## To do
Every record must be copied exactly, from first line to last.
---
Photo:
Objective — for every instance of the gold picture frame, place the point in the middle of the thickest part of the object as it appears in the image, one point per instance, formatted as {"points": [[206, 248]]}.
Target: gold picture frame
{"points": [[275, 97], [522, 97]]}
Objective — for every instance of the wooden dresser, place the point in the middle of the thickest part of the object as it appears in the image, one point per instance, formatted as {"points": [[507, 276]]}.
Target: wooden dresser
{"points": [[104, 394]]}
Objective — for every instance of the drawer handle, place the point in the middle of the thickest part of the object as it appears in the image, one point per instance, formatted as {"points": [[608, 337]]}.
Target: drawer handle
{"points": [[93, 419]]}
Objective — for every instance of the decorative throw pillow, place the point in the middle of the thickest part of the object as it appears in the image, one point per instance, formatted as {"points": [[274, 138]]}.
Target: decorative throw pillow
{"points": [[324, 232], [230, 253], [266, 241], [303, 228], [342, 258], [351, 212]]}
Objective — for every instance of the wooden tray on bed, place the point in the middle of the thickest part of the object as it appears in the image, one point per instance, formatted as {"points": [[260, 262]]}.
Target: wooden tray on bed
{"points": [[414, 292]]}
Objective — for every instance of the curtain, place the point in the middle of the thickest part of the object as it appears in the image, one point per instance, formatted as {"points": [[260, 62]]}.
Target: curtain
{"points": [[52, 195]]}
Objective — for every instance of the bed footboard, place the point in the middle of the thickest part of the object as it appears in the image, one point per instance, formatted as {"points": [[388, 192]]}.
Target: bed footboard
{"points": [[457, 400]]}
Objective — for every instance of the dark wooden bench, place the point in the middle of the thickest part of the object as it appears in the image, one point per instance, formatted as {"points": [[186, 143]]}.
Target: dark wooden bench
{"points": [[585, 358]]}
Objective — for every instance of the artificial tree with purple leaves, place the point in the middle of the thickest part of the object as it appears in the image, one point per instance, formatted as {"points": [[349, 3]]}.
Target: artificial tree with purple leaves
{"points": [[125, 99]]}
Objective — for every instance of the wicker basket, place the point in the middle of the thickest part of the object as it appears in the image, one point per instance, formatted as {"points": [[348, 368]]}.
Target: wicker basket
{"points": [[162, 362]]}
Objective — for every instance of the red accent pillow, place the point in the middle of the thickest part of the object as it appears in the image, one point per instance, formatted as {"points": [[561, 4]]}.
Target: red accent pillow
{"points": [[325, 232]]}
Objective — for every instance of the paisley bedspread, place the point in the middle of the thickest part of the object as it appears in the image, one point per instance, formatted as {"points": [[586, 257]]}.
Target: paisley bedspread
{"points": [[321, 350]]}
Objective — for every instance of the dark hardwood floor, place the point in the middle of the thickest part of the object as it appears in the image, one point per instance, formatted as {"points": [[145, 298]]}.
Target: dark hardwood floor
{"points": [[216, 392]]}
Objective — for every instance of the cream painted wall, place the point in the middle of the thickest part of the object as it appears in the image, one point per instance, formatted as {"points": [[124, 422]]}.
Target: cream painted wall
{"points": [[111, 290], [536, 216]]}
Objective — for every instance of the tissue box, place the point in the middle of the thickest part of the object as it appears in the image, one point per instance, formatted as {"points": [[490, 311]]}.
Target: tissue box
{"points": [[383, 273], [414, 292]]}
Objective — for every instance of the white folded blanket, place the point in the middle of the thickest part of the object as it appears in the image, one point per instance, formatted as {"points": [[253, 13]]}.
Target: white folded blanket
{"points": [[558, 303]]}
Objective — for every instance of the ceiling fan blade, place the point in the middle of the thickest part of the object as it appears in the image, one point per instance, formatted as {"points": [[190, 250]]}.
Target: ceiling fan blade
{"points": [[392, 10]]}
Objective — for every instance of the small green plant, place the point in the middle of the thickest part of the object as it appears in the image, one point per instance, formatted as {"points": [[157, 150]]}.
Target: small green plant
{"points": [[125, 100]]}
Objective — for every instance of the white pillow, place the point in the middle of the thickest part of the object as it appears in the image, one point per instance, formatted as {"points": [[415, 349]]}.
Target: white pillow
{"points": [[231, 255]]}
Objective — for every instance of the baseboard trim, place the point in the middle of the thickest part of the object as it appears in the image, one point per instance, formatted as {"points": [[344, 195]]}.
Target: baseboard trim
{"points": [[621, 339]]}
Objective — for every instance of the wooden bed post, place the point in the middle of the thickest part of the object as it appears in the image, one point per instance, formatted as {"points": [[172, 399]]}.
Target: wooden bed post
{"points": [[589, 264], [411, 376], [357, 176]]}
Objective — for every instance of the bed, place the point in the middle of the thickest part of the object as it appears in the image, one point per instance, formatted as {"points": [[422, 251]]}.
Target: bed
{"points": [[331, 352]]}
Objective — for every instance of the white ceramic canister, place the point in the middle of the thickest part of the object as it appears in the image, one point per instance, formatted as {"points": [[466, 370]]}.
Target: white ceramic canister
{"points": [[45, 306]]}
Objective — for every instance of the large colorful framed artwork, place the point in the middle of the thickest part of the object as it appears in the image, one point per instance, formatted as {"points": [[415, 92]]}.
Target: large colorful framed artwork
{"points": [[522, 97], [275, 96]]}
---
## Answer below
Photo:
Objective — for every instance of the gold picture frame, place the point in the middle of the thickest part of the object as it appears in the image, one point per instance, formatted as {"points": [[206, 248]]}.
Target: gold picture frame
{"points": [[275, 97], [522, 97]]}
Objective — for every instance of the wooden dresser, place the point in the middle of the thickest part of the object as it appears in the image, one point per instance, formatted as {"points": [[507, 276]]}.
Target: wooden dresser
{"points": [[104, 394]]}
Objective — for every instance of the drawer handle, place the point in the middle of the thickest part of the object as it appears in the image, one point per instance, formatted as {"points": [[608, 337]]}.
Target: drawer handle
{"points": [[93, 419]]}
Objective — for every instance of the decorative throw pillow, place the point in the middle of the thickest part of the object as it appears in the image, one point per instance, formatted as {"points": [[274, 138]]}.
Target: decorative throw pillow
{"points": [[324, 232], [230, 253], [266, 241], [303, 228], [342, 258], [351, 212]]}
Objective — for every instance of the wooden tray on bed, place the point in the middle of the thickest part of the object as it appears in the image, one point per instance, formatted as {"points": [[260, 262]]}.
Target: wooden tray on bed
{"points": [[414, 292]]}
Objective — for every instance of the curtain, place the point in the middle of the thickest part of the object as it appears in the image, one point per instance, formatted as {"points": [[260, 62]]}.
Target: curtain
{"points": [[52, 195]]}
Objective — for every instance of the bed footboard, place the point in the middle of the thickest part of the object as it appears in the image, one point per instance, formatted as {"points": [[388, 192]]}.
Target: bed footboard
{"points": [[457, 400]]}
Objective — for every instance of the dark wooden bench, place the point in the middle of the thickest part of the object as it appears in the image, one point per instance, formatted as {"points": [[186, 143]]}.
Target: dark wooden bench
{"points": [[585, 358]]}
Objective — for every instance of the artificial tree with purple leaves, place the point in the middle of the thickest part of the object as it appears in the image, one point per instance, formatted as {"points": [[349, 3]]}.
Target: artificial tree with purple leaves
{"points": [[125, 99]]}
Objective — for every instance of the wicker basket, place the point in the middle of the thickest part of the object as it appears in the image, one point per instance, formatted as {"points": [[348, 368]]}.
Target: wicker basket
{"points": [[162, 362]]}
Objective — for every instance of the red accent pillow, place the point in the middle of the thickest part of the object as it appears in the image, one point per instance, formatted as {"points": [[561, 4]]}.
Target: red accent pillow
{"points": [[325, 232]]}
Objective — for every instance of the paisley bedspread, place the point in the middle of the thickest part of the object as it appears in the image, one point per instance, formatted as {"points": [[586, 257]]}.
Target: paisley bedspread
{"points": [[321, 350]]}
Objective — for every instance of the dark hardwood floor, place the point in the middle of the thickest part of the object as it appears in the image, one point per instance, formatted as {"points": [[145, 298]]}.
Target: dark hardwood floor
{"points": [[216, 392]]}
Objective — for every instance of the cream painted wall, place the point in the middle of the thickest part of the object as it appears in the image, one point per instance, formatted as {"points": [[124, 422]]}.
Target: cream painted wall
{"points": [[111, 290], [536, 216]]}
Objective — for every instance of the tissue box, place the point in the middle of the thickest part of the object as it appears in the image, one point per instance, formatted as {"points": [[490, 311]]}.
Target: tissue box
{"points": [[383, 273], [414, 292]]}
Objective — for every instance of the white folded blanket, place the point in the middle of the thickest part of the object as it appears in the image, one point per instance, formatted as {"points": [[253, 13]]}.
Target: white folded blanket
{"points": [[558, 303]]}
Objective — for every instance of the ceiling fan blade, place the point in the middle of the thickest part of the object as it appears in the image, one point per instance, formatted as {"points": [[190, 250]]}.
Target: ceiling fan blade
{"points": [[392, 10]]}
Objective — for every instance of the small green plant, place the point in the middle of the thickest part of the object as it appears in the image, one point per instance, formatted as {"points": [[157, 150]]}.
Target: small green plant
{"points": [[125, 100]]}
Objective — for every instance of the white pillow, place the point in the middle of the thickest part of the object as it appears in the image, one point per instance, formatted as {"points": [[415, 349]]}.
Target: white pillow
{"points": [[231, 255]]}
Objective — for every instance of the baseboard trim, place the point in the middle of the thickest part of the object as it appears in the image, one point per instance, formatted as {"points": [[344, 195]]}.
Target: baseboard trim
{"points": [[621, 339]]}
Objective — for every instance of the wooden bed post, place the point in the middle of the thickest part of the object as it appears in the image, one point per instance, formatted as {"points": [[172, 399]]}.
Target: wooden bed post
{"points": [[589, 264], [411, 376], [357, 176]]}
Objective — for every instance of the bed, place the point in the middle of the thickest part of the object as it appears in the image, one point per instance, formatted as {"points": [[422, 251]]}.
Target: bed
{"points": [[331, 352]]}
Objective — for every instance of the white ceramic canister, place the point in the middle of the thickest part of the object as it appears in the image, one point per instance, formatted as {"points": [[466, 370]]}.
Target: white ceramic canister
{"points": [[45, 306]]}
Objective — for every instance of the large colorful framed artwork, place the point in the middle of the thickest part of the object as it appears in the image, one point per instance, formatted as {"points": [[415, 92]]}.
Target: large colorful framed artwork
{"points": [[522, 97], [275, 96]]}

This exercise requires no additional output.